[Natural-language object grounding data]
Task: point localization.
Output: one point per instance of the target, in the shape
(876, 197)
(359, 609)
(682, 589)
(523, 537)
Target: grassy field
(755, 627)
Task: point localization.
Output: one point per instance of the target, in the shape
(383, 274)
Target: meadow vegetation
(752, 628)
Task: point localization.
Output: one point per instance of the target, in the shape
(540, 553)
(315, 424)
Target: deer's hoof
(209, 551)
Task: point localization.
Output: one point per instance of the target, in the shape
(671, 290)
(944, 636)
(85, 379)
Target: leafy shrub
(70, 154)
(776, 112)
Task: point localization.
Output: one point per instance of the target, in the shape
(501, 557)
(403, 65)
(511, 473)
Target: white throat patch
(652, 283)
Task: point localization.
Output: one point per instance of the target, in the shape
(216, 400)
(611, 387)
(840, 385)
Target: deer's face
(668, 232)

» **About this task**
Every line above should be output exactly as it stands.

» **Answer area**
Task: point localization.
Output: one point per instance of the target, in the shape
(876, 197)
(359, 609)
(682, 589)
(523, 537)
Target: grassy field
(755, 627)
Task: point localization.
Output: one point per instance of the target, in the shape
(383, 274)
Target: meadow vegetation
(752, 628)
Task: point localization.
Output: one point per instance of the target, in the shape
(540, 553)
(315, 424)
Target: deer's hoof
(209, 551)
Task: point localization.
Output: one point per instance of the target, in the shape
(671, 290)
(944, 636)
(85, 379)
Target: leafy shrub
(70, 154)
(776, 112)
Task: point localization.
Output: one point per instance of the target, in the shape
(501, 557)
(403, 65)
(511, 473)
Target: white throat patch
(652, 283)
Task: point localization.
Output: one point per instance of the target, in the shape
(216, 400)
(611, 387)
(840, 385)
Target: deer's face
(668, 232)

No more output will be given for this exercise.